WHAT THE TASK REQUIRES:
Comb the records below for the string "drops" and copy each line where it turns up.

= = = = = = =

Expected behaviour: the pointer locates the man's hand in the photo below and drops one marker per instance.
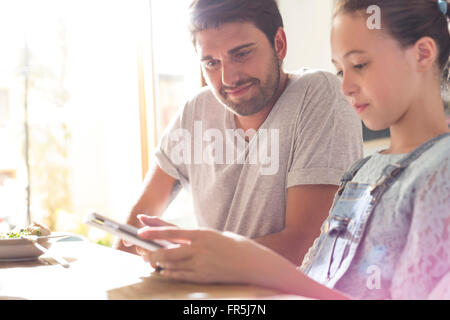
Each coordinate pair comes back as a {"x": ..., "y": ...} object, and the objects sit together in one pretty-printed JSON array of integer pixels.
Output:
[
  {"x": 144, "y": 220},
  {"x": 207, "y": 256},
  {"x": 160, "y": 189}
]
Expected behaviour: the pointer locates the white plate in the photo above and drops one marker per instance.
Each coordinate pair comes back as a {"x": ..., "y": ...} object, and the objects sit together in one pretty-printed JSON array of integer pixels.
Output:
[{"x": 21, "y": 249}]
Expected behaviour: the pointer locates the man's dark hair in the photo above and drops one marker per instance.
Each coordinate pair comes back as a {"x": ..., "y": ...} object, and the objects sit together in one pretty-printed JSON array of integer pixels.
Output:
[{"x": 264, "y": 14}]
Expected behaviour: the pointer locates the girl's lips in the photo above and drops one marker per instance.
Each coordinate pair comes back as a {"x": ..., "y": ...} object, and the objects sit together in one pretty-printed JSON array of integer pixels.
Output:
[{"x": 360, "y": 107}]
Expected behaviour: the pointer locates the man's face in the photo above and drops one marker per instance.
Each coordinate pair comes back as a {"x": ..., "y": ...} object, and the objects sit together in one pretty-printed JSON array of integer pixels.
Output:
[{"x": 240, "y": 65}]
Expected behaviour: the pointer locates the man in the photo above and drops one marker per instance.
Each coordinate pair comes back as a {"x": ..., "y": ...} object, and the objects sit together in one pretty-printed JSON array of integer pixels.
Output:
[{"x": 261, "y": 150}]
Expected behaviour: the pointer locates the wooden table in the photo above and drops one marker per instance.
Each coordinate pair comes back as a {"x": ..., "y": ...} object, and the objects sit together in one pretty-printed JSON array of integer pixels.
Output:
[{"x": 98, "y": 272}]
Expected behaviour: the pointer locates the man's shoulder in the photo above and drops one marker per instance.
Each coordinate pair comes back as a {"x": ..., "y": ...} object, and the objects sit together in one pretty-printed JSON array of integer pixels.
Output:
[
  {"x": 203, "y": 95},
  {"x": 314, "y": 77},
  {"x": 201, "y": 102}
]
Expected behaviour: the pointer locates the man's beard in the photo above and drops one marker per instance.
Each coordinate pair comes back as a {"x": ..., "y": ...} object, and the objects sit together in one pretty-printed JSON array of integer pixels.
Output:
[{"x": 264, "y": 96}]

= = = = = = =

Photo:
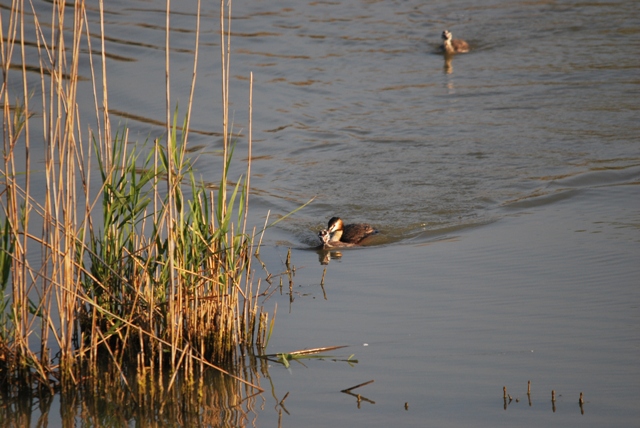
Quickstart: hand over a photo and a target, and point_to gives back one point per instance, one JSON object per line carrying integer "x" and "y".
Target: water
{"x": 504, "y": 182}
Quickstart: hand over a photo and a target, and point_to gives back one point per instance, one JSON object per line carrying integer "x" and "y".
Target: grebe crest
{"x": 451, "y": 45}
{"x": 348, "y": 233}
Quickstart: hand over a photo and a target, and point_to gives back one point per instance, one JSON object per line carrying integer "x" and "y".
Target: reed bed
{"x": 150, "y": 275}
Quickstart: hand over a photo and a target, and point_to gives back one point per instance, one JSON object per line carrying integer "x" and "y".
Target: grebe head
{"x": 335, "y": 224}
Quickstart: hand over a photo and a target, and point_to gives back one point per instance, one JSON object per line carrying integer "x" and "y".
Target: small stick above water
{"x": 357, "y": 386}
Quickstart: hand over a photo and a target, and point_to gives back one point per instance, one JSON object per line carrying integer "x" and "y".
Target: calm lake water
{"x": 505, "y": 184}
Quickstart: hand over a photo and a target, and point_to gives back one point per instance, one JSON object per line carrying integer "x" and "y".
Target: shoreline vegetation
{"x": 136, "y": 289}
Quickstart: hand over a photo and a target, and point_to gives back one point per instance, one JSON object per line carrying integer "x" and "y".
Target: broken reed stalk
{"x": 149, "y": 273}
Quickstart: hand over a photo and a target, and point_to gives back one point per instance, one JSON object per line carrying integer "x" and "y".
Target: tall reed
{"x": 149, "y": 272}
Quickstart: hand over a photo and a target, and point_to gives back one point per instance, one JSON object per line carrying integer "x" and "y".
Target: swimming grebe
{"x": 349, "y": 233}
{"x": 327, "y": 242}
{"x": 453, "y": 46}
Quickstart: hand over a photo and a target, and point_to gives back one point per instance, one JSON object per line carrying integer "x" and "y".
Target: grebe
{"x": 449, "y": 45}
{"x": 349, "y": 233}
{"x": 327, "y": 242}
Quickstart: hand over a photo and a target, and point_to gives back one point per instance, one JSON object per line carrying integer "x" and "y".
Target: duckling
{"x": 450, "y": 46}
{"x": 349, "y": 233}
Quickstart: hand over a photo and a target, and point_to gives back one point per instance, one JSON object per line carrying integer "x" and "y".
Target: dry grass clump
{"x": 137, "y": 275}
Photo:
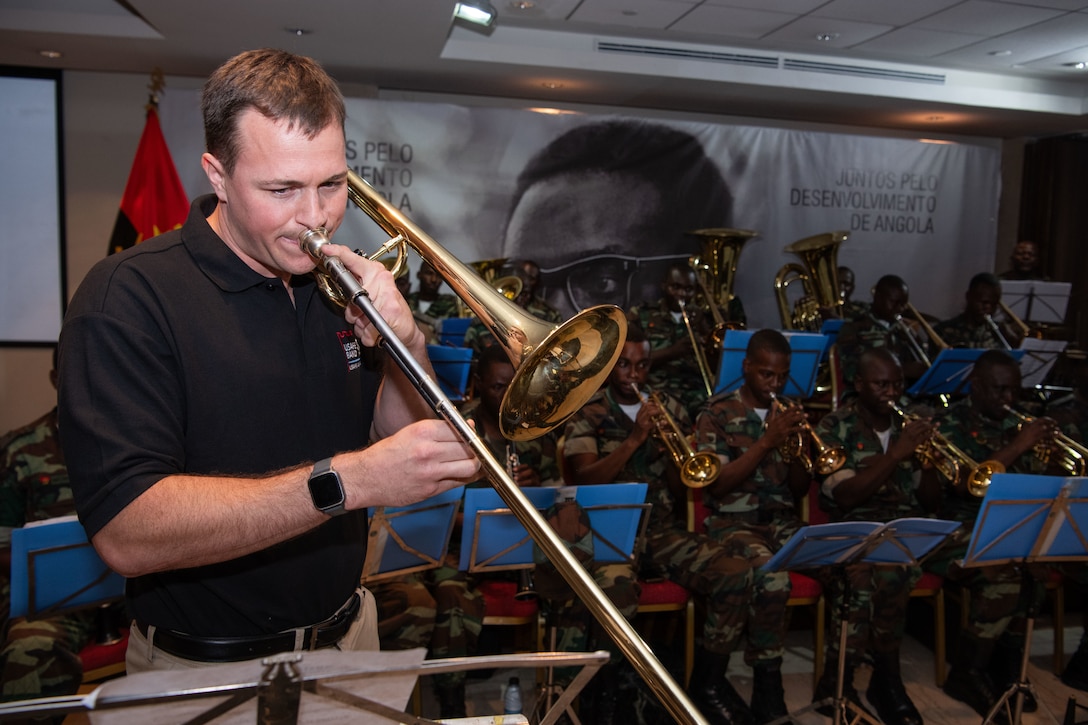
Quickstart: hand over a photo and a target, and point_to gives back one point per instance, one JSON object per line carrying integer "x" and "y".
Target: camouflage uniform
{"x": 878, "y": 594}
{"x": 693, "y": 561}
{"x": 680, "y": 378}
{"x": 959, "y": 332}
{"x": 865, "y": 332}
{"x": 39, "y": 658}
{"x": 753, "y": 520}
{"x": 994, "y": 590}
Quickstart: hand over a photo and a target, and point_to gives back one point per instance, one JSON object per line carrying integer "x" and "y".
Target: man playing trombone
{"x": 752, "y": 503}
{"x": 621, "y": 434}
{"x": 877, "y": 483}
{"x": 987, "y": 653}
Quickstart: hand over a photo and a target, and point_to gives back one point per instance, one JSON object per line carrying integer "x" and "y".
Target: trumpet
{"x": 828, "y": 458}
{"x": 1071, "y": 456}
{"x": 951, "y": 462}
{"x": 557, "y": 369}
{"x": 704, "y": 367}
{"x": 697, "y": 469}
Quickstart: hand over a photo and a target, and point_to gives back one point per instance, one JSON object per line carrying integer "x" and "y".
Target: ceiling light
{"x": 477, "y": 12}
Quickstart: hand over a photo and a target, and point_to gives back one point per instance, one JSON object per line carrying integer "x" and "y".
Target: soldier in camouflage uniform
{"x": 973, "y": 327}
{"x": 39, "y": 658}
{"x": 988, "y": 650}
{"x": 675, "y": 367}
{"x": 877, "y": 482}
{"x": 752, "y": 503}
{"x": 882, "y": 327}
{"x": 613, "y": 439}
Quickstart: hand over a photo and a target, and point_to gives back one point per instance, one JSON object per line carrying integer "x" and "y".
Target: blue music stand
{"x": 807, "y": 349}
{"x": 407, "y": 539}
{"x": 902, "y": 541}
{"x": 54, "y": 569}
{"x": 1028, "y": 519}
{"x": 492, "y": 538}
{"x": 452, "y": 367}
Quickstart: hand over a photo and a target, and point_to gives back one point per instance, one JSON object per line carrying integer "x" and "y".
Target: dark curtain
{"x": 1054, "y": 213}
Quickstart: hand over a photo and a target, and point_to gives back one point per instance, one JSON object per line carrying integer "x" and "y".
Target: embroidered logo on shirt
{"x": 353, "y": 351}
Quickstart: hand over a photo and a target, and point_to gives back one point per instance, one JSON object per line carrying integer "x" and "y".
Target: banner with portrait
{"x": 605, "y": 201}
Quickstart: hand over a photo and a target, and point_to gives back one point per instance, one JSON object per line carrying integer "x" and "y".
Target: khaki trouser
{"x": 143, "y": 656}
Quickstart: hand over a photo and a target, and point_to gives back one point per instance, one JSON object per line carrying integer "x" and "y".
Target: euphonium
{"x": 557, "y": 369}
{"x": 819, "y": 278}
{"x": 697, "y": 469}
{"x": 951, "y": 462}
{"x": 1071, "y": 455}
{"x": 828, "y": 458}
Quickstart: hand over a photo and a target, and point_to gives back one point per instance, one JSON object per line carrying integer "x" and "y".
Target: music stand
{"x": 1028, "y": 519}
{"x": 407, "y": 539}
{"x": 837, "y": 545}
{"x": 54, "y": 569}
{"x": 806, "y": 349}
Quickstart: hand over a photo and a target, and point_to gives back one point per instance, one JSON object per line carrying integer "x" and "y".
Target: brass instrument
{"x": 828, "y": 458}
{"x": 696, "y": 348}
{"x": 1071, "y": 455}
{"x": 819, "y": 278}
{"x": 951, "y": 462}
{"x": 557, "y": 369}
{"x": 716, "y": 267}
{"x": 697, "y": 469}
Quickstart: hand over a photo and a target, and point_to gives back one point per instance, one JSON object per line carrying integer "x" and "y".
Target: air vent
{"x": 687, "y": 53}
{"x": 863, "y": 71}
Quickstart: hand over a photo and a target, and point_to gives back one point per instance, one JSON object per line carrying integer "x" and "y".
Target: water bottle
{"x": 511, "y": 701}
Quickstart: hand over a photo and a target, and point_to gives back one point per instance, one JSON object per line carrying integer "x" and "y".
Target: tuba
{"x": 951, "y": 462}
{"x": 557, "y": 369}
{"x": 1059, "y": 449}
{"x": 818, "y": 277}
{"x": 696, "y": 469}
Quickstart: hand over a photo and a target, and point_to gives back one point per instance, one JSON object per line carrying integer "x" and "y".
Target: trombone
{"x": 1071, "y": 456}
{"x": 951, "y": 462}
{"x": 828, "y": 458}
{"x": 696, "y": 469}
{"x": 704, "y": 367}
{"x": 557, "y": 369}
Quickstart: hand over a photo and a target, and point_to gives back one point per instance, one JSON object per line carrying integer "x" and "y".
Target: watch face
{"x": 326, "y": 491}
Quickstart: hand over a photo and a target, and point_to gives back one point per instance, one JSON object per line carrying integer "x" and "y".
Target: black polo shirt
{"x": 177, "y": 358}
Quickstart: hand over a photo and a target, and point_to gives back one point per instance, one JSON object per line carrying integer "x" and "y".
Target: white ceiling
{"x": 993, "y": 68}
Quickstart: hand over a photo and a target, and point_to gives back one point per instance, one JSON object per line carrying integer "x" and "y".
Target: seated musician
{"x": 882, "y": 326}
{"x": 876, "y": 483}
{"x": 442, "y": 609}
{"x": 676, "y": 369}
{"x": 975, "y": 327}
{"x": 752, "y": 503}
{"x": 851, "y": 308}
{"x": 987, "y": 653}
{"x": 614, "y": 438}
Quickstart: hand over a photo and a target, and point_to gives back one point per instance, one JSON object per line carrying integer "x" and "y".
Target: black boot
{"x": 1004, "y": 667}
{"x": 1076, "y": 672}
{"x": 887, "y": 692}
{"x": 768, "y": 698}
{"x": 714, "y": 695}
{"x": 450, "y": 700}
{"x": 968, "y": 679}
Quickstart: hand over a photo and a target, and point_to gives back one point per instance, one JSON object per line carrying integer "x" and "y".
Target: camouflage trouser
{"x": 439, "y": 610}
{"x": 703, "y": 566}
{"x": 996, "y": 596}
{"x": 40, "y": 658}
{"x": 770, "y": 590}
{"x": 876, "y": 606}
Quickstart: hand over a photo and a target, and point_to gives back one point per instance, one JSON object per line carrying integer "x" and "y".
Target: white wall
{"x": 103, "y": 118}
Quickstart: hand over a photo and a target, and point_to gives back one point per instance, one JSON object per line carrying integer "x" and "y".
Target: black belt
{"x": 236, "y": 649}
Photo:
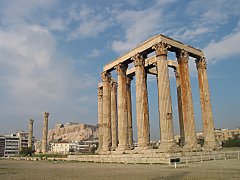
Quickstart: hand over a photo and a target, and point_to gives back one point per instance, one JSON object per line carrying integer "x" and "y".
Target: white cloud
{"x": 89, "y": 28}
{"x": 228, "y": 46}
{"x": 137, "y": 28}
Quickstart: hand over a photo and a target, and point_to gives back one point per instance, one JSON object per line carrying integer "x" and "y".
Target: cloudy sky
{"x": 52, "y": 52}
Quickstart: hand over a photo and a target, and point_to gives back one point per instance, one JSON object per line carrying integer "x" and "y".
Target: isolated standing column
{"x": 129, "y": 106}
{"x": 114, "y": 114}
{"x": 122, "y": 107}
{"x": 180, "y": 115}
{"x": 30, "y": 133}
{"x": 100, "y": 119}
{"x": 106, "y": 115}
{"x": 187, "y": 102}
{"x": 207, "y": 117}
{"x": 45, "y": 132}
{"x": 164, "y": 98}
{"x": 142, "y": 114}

= = = = = = =

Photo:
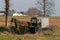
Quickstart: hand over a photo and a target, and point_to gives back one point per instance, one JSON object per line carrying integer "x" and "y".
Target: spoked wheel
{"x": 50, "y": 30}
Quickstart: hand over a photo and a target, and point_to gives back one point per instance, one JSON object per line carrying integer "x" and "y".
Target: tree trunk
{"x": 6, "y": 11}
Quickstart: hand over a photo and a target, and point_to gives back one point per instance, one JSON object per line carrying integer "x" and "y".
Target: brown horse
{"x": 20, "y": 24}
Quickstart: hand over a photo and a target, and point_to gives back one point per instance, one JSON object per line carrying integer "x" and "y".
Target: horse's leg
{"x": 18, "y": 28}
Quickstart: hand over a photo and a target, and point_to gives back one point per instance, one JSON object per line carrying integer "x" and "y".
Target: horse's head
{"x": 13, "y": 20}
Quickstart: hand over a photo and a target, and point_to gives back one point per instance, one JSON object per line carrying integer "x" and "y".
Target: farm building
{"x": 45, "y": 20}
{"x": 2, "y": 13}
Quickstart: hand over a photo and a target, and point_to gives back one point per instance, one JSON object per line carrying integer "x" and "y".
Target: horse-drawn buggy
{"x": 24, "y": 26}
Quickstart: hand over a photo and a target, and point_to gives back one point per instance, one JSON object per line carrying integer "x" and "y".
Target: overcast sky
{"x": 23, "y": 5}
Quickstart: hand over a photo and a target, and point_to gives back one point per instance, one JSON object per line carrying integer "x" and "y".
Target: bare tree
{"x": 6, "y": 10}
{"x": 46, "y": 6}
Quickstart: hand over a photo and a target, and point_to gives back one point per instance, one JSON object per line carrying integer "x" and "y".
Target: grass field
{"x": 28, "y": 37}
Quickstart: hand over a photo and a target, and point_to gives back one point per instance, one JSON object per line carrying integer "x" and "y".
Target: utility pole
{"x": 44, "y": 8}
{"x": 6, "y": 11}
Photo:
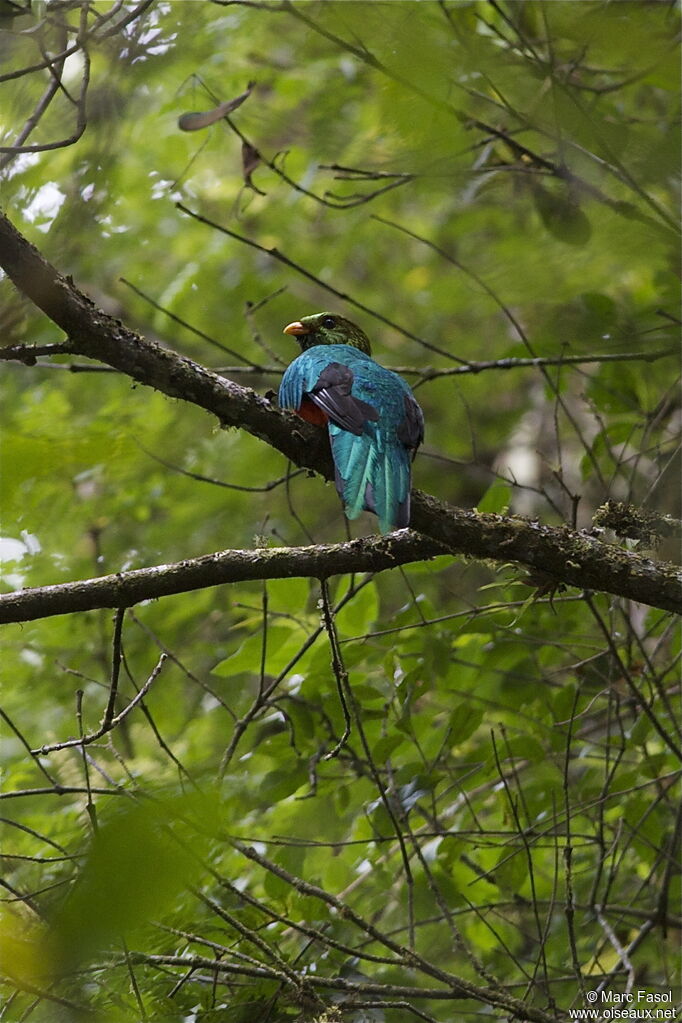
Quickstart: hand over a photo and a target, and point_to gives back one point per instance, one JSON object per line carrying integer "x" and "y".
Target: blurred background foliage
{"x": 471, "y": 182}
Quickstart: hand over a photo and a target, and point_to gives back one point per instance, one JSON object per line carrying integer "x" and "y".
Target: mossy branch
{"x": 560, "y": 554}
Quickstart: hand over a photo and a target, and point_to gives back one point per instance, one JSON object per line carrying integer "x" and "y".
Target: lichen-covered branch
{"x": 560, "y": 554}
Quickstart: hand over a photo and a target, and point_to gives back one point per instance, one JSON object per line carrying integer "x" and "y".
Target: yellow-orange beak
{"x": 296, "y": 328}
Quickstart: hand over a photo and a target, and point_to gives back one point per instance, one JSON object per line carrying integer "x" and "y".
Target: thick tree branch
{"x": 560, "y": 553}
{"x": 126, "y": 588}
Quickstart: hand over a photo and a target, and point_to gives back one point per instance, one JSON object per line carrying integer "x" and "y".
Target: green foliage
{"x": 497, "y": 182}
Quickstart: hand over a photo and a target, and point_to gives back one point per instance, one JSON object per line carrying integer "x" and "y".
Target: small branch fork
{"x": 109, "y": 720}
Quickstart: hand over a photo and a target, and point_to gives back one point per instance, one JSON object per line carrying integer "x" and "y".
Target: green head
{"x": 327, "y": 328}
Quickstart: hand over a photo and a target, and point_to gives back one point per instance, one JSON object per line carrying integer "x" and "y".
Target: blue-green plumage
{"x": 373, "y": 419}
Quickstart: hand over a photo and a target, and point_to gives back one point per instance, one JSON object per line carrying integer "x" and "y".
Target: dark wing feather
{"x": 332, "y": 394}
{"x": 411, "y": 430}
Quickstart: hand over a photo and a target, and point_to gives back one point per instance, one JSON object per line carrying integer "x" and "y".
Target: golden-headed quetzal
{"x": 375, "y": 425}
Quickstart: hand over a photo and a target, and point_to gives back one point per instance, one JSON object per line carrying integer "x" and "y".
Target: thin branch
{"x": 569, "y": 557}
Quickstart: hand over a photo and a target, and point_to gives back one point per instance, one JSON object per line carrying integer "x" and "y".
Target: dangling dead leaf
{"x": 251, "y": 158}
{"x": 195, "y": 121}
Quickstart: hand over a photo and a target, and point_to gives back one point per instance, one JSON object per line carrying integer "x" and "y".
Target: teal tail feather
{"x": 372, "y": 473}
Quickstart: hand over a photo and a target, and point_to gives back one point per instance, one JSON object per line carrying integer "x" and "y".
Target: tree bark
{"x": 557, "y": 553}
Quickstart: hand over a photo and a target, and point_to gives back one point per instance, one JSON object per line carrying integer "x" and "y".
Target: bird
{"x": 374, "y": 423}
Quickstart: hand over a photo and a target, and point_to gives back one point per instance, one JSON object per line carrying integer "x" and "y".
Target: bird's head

= = = = = = =

RESPONSE:
Expected behaviour: the pointer locates the man's hand in the photo below and drops one marker per instance.
Expected behaviour: the pointer locates the white plate in the photo above and drops one marker per instance.
Expected behaviour: the pointer locates the man's dark hair in the photo above and drops one marker per instance.
Expected behaviour: the pointer locates the girl's lips in the photo above and drops one marker per instance.
Expected behaviour: the pointer locates the man's face in the photo above and drops one marker per instance.
Expected behaviour: the pointer locates the man in the photo above and drops one marker per instance.
Expected behaviour: the pointer locates the wooden table in the photo above and drops one marker per instance.
Expected behaviour: the pointer locates the man's shoulder in the photo above and drops one marker per instance.
Expected behaviour: the pointer locates the man's beard in the photo above and drops one marker per instance.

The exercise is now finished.